DOCUMENT EXTRACT |
-=-=-=-=-

(Maya Phillips’s article appeared in The New York Times, 11/25; Photo:  The ultimate hellish family gathering: Dinner with the Westons in Tracy Letts’s “August: Osage County.”Credit…Sara Krulwich/The New York Times.)

With fewer guests at the table this Thanksgiving, theatrical reminders that food, drink and reminiscence can unsettle as well as comfort.

The stage loves a dining room table. This single piece of furniture represents sustenance and communion, and domestic dramas set at the table are — pun very much intended — the bread and butter of theater.

But for all the ways family plays reveal truths, trauma and traditions, they take on greater weight as I think about them this Thanksgiving, during a pandemic demanding all of us to figure out whether we can safely see our loved ones, and if so, how.

That’s not to say that family get-togethers onstage tend to go well. Tracy Letts’s Pulitzer Prize-winning “August: Osage County” is the contemporary standard-bearer for all hostile family dramas. We join the Westons, a trash fire of a family racked with bitterness, guilt and resentment, in their Oklahoma home on the occasion of the absence, then death, of the patriarch, Beverly Weston.

Fed up with the family’s cruelty, Ivy, the middle daughter, declares to her elder sister: “I can’t perpetuate these myths of family or sisterhood anymore. We’re all just people, some of us accidentally connected by genetics, a random selection of cells. Nothing more.”

-=-=-=-=-

DATASET EXTRACT |
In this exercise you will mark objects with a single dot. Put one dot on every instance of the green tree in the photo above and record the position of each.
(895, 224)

-=-=-=-=-

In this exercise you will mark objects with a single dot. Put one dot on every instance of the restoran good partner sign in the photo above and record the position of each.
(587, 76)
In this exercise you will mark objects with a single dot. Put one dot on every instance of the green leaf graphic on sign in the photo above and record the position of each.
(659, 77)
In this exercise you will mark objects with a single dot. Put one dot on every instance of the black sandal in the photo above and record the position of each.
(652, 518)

-=-=-=-=-

REQUIREMENT A | List every person the Thanksgiving article names, including real people and characters.
REQUIREMENT B | Reproduce word for word the part of the Thanksgiving article that begins at the words "The stage loves" and stops after "patriarch, Beverly Weston.".
REQUIREMENT C | Carry the Thanksgiving article forward from its last sentence.

FINAL ANSWER A | Maya Phillips, Sara Krulwich, Tracy Letts, Beverly Weston, Ivy

FINAL ANSWER B |
The stage loves a dining room table. This single piece of furniture represents sustenance and communion, and domestic dramas set at the table are — pun very much intended — the bread and butter of theater.

But for all the ways family plays reveal truths, trauma and traditions, they take on greater weight as I think about them this Thanksgiving, during a pandemic demanding all of us to figure out whether we can safely see our loved ones, and if so, how.

That’s not to say that family get-togethers onstage tend to go well. Tracy Letts’s Pulitzer Prize-winning “August: Osage County” is the contemporary standard-bearer for all hostile family dramas. We join the Westons, a trash fire of a family racked with bitterness, guilt and resentment, in their Oklahoma home on the occasion of the absence, then death, of the patriarch, Beverly Weston.

FINAL ANSWER C |
Not exactly an episode of “Full House.” But she (and the play) are right that the myth of family often wilts before the real deal. The Westons twist their intimate knowledge of one another to degrade, intimidate and manipulate. Be careful what you’re wishing for this holiday season: “August: Osage County” shows us that a family around a dinner table can be a battlefield — but here the wounds are personal.

The same is true of Stephen Karam’s fantastically brutal (and simply fantastic) “The Humans,” in which the Blake family, natives of Scranton, Pa., convene at the Manhattan duplex apartment of their younger daughter Brigid and her boyfriend Richard. Erik, Brigid’s father, is remote, supposedly because he hasn’t been sleeping well, and her mother, Deirdre, tries to connect with her daughters but is often dismissed. Amy, the older daughter, is ill. And Momo, Erik’s aged mother, is barely lucid.